(Saved entries)
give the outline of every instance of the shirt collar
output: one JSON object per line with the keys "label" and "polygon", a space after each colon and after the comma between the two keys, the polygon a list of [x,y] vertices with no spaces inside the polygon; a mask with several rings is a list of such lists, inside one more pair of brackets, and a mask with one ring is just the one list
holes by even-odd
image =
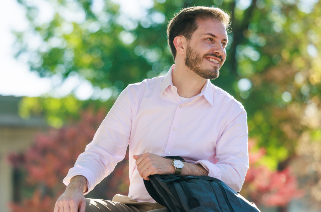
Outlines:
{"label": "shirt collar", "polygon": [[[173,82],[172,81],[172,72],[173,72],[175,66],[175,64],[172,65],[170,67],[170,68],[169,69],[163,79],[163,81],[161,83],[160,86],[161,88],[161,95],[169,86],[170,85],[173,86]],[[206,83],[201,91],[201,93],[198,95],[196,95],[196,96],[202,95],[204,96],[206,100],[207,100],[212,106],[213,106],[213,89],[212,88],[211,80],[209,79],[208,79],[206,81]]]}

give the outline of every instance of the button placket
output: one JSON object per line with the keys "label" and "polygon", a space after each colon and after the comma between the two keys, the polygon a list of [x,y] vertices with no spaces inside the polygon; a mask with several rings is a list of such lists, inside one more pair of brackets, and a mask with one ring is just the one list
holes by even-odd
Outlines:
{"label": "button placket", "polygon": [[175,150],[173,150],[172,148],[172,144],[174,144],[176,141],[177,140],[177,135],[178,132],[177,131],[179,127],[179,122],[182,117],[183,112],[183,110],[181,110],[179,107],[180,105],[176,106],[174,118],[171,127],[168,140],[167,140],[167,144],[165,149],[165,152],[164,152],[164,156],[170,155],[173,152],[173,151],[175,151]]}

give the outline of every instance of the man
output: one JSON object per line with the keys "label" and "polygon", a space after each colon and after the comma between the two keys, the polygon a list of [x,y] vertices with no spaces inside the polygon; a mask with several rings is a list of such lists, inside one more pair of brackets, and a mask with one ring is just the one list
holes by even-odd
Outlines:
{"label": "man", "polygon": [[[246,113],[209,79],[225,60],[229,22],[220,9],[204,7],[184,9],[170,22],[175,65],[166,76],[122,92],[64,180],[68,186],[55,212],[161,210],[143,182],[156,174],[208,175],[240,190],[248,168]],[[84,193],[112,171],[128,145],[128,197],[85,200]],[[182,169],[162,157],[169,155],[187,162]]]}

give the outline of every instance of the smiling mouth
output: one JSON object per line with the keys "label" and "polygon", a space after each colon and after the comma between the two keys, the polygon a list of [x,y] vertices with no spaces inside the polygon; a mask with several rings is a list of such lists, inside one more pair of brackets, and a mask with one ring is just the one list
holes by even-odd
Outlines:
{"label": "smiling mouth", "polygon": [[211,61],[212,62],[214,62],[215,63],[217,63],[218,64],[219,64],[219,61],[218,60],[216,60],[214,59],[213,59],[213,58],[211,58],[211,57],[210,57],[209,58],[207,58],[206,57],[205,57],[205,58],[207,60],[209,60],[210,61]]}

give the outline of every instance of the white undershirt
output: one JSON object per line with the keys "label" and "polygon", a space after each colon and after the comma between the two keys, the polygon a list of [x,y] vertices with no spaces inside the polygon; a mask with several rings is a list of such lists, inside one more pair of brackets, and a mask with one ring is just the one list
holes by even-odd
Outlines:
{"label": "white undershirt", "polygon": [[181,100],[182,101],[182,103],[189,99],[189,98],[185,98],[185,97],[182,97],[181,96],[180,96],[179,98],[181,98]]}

## CHALLENGE
Return exactly the lines from the one containing "give the outline of every instance of the man" to the last line of the data, and nothing more.

## OUTPUT OF THE EXERCISE
give the outline of every instance of the man
output: one JSON object per line with the keys "label" and "polygon", a space after each colon and after the comma between the two keys, the polygon a list of [x,y] vertices with no spaces inside the polygon; a mask with several rings is a list of such lists, inside one more pair of brackets, and a mask with one ring is just the one list
holes by even-odd
Outlines:
{"label": "man", "polygon": [[[246,113],[209,79],[225,60],[229,22],[220,9],[204,7],[184,9],[170,22],[175,65],[166,76],[122,92],[64,180],[68,186],[55,212],[161,210],[143,182],[156,174],[208,175],[240,190],[248,168]],[[84,193],[112,171],[128,145],[128,197],[85,200]],[[182,169],[162,157],[169,155],[187,162]]]}

give the outline of every instance of the smiling mouth
output: one JSON object per line with the keys "label" and "polygon", a space after each colon and after the comma between the two keys, the polygon a list of [x,y] vertices with no spaces inside the polygon; a mask with several rings is a list of such lists, inside one more pair of brackets, and a mask with one ring is just the one list
holes by even-odd
Outlines:
{"label": "smiling mouth", "polygon": [[211,61],[212,62],[214,62],[215,63],[217,63],[218,64],[219,64],[219,61],[218,60],[216,60],[214,59],[213,59],[213,58],[211,58],[211,57],[210,57],[209,58],[207,58],[206,57],[205,57],[205,58],[207,60],[209,60],[210,61]]}

give the outline of every instance of the white undershirt
output: one JSON object per line with the keys "label" and "polygon", a space after each colon and after the comma between the two keys, the polygon a list of [x,y] vertices with no spaces inside the polygon; a mask with several rings is a list of such lists, inside one more pair of brackets, and a mask with one ring is just the one list
holes by even-odd
Outlines:
{"label": "white undershirt", "polygon": [[181,100],[182,101],[182,103],[189,99],[189,98],[185,98],[185,97],[182,97],[181,96],[180,96],[179,98],[181,98]]}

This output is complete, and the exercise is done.